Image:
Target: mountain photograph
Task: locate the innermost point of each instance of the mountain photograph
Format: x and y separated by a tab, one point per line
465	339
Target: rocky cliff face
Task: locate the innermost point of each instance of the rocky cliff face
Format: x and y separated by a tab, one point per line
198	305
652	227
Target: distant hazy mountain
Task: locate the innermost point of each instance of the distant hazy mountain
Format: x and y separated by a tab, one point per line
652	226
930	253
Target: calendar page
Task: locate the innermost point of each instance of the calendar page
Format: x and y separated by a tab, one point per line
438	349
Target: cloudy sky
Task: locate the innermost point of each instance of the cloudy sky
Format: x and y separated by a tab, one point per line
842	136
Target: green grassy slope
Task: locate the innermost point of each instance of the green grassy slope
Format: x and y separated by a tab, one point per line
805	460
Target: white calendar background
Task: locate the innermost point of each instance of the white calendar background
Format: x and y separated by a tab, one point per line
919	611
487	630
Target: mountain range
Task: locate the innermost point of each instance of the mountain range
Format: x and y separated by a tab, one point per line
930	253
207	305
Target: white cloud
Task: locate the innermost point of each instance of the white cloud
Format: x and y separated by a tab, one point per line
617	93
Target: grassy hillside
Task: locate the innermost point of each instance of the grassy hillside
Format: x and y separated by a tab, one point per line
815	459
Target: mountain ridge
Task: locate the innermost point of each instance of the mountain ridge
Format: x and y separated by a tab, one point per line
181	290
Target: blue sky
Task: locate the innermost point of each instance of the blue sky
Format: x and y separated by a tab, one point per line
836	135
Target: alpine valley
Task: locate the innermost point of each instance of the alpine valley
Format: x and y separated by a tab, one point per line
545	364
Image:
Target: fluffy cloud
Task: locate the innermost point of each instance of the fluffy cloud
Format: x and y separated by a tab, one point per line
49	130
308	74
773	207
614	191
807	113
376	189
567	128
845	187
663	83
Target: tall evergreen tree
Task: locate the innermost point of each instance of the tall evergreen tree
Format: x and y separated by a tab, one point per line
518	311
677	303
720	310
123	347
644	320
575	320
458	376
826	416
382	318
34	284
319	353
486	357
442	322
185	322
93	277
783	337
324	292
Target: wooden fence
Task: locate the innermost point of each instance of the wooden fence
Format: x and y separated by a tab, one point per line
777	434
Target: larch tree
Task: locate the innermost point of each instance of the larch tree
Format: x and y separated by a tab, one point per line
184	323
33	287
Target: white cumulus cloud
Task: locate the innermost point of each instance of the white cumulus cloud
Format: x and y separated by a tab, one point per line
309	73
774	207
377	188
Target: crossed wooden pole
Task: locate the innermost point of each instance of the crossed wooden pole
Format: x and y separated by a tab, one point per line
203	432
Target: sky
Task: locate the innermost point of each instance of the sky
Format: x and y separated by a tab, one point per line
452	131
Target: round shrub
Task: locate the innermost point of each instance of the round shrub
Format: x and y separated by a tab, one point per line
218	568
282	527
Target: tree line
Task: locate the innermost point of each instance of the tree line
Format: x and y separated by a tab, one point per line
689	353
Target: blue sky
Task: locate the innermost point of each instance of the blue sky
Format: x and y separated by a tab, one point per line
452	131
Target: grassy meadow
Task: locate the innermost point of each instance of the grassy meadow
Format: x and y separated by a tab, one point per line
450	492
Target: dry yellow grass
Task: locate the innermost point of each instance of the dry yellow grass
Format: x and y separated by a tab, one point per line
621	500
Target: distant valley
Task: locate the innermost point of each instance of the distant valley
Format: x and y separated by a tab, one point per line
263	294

(Instructions for the task):
Exactly as shown above, return every record.

(Answer to this task):
Image:
Target: mountain photograph
Task: locate the innermost point of each instance of the mountain photograph
Format: x and y separated by a tab, one point per line
465	339
Target: rocky cliff face
Task: locate the innermost point of each instance of the rocky cliff face
Format: x and y separated by a tab, one point per line
198	305
652	227
Target: distant hazy mountain
Task: locate the innermost point of each instance of the distant hazy mountain
Format: x and y separated by a tab, one point per line
652	226
930	253
Target: calendar page
Task: locate the innermost point of each instance of the calendar page
Format: x and y separated by a tab, one point per line
438	349
Target: cloudy sky
Task: locate the innermost point of each instance of the cloudy sky
Format: x and y separated by a tab, one point per line
842	136
Target: green grassy slope
Task: locate the innermost point of each instance of the green grassy slope
Format: x and y separated by a tab, one point per line
805	460
Target: white calendar background
Task: locate the innermost point of each instance of the white calendar background
Format: x and y separated by a tab, one point per line
919	611
487	630
Target: mountain range
Task: locate the innermost point of each instance of the mountain range
Format: x and y separated by a tab, one point per line
930	253
207	305
Target: white cloud
Task: locate the innermost point of each instance of the white cloud
Format: x and y separated by a tab, one point per line
617	93
Target: grassy hillside
Task: locate the innermost point of each instance of the grassy hillside
Format: x and y separated by a tab, one point per line
815	459
Target: mountain ridge
Task: locate the innermost point of each instance of the mountain ridge
Format: x and y separated by a tab, one point per line
181	290
Target: blue sky
Task: locate the innermost point of each instance of the blue sky
Format: x and y separated by a tab, one point per line
836	135
Target: alpine valley
Task: locate the innermost point of each instance of the alpine valley
Format: x and y separated by a tab, one point per line
545	364
Image:
Target: fluffy cloud
Task: locate the innermost point of each instance of the fluffy cloud
Format: x and y separated by a tab, one point per line
49	130
308	74
773	207
614	191
807	113
376	189
567	128
845	187
663	83
Target: tall evergreen tree
Task: locate the innermost point of each instance of the tall evergreen tree
Format: x and y separated by a tab, one point per line
518	311
677	303
720	310
123	347
644	320
575	320
458	376
826	416
382	318
34	284
319	353
486	357
442	322
185	322
93	277
783	337
324	292
Target: wooden fence
Task: locate the innermost point of each instance of the wooden fence
Format: x and y separated by a tab, one point per line
777	434
Target: larch tree
Task: locate the innermost point of each instance of the larch tree
Format: x and y separated by a tab, one point per line
184	323
33	287
Target: white cumulus cloud
Task: locate the innermost point of each instance of the white cumulus cloud
Format: x and y separated by a tab, one point per line
309	73
774	207
377	188
Target: crossed wooden pole
Task: locate the innermost point of each instance of the crossed wooden pole
Format: x and y separated by a tab, one point per line
203	432
Target: sky
Task: locate the innermost point of each instance of the sky
Format: x and y separated by a tab, one point per line
452	131
Target: round shrub
Task: locate the innermost point of each instance of the round shrub
Format: x and y separated by a tab, one point per line
218	568
282	527
Target: tree line
Task: locate the innermost point of each instance of the tree line
Format: x and y separated by a tab, one point per line
689	353
Target: blue sky
Task: locate the innermost point of each instance of the blue sky
Format: x and y separated by a tab, one point per line
452	131
Target: grassy meadow
Task: locate the innermost point of each instance of the grassy meadow
Format: x and y separated by a tab, one point per line
450	492
Target: dry yellow grass
Task: locate the innermost point of each instance of the dry yellow grass
Format: x and y separated by a tab, one point per line
621	500
Target: distant valley
Task: locate the innermost point of each instance of the distant valley
Format: x and y separated by a tab, one point per line
263	294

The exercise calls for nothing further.